## Actions to take:
1. Using the passage on reprogramming FA cells, explain why the authors described somatic FA cells as resistant but not refractory to reprogramming.
2. In the passage on reprogramming FA cells, what oxygen tension was used under the optimized reprogramming conditions?
3. Continue the passage on reprogramming FA patient cells into iPSC from where it stops.

**** Text block

In 2009, Raya and colleagues reported the failure of six FA patient samples to undergo direct reprogramming in 28 attempts. FA iPSC could only be obtained if the somatic cells were first corrected by transgenic expression of the wild type FA cDNA in the somatic cells, suggesting that the FA biochemical pathway is critical for the derivation and maintenance of pluripotent stem cells.11 We recently demonstrated that reprogramming activated the FA pathway and resulted in increased double-strand DNA breaks and senescence in cells defective in the FA pathway. Consistent with an important role of the FA pathway in the reprogramming process, the reprogramming efficiency of Fanca-/- tail-tip fibroblasts was 10-fold decreased as compared with wild type littermate controls, indicating that somatic FA cells are resistant but not refractory to reprogramming. In our hands, attempts at reprogramming seven FA patient fibroblast samples under standard conditions (21% oxygen tension) with retroviral vectors expressing the four reprogramming factors (OCT4, SOX2, KLF4, c-MYC) failed to yield any iPSC. However, utilizing optimized reprogramming conditions including hypoxia (5% O2) and a lentiviral vector co-expressing all four reprogramming factors,12 we were able to derive both uncorrected and corrected patient-specific iPSC lines from two patients belonging to the FA-A and FA-C complementation group, respectively13. Utilizing these uncorrected, disease-specific human FA iSPC lines, we sought to evaluate the feasibility of disease modeling.

********
**** Entries supplied

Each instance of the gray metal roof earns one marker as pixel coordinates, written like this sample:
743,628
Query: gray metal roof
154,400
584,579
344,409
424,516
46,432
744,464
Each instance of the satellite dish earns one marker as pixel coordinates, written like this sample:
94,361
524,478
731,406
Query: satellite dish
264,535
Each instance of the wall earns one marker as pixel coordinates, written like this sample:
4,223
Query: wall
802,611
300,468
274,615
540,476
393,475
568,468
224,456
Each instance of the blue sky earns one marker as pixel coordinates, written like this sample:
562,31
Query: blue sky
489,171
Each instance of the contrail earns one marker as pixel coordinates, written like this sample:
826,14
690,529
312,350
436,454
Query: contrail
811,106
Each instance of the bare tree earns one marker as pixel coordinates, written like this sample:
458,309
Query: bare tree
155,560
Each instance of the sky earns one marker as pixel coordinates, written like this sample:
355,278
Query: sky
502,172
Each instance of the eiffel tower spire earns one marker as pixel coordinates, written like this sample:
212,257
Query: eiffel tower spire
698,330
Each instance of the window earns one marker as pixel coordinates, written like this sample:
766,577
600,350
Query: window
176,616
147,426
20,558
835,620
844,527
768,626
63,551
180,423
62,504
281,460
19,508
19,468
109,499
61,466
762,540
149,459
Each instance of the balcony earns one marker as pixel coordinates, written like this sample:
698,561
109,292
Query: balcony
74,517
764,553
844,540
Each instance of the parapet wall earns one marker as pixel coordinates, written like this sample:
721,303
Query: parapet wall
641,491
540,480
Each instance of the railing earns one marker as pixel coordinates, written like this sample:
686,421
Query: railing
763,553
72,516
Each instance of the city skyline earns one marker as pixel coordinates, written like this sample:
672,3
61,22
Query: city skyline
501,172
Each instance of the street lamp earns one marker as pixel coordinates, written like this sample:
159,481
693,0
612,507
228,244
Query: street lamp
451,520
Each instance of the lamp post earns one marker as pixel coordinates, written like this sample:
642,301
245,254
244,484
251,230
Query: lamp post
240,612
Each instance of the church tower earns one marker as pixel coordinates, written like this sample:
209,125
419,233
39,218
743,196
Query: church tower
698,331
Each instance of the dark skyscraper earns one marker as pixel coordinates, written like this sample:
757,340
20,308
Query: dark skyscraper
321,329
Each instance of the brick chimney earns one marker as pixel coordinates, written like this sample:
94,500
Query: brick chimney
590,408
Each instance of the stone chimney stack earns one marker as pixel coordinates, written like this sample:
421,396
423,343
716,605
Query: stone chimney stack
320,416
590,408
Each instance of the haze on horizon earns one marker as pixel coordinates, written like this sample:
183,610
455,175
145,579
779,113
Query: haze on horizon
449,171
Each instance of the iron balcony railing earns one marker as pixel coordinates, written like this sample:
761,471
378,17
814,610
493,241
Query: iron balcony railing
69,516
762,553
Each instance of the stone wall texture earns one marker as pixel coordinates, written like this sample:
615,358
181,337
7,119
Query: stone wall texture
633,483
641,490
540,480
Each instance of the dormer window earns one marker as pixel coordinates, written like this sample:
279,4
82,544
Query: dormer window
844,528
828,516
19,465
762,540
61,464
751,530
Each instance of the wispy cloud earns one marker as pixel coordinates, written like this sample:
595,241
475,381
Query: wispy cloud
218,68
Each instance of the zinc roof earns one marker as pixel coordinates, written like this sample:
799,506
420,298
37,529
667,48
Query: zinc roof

********

## Task-by-task answers:
1. Fanca-/- tail-tip fibroblasts reprogrammed at about one tenth the efficiency of wild type littermate controls. Reprogramming was reduced but still happened, so the cells resist it without being fully incapable of it.

2. 5% O2 (hypoxia).

3.
Results

Somatic mosaicism may occur in up to 25% of FA patients.14-17 Given the significantly reduced reprogramming efficiency of somatic FA cells, we evaluated the possibility that reprogramming might have occurred in a selected subset of somatic cells that had undergone reversion of the FANCA gene mutation. DNA sequencing of the patient fibroblasts and the resultant iPSC clones revealed that the patient sample contained biallelic mutations in the FANCA gene and is heterozygous for c.2853–1_-19del19bp, inherited paternally, and c.1535C > G/p.Ser512Stop, inherited maternally. Analysis of the corresponding iPSC line confirmed the presence of the same disease-causing mutations, effectively ruling out a reversion event (Fig. 2A).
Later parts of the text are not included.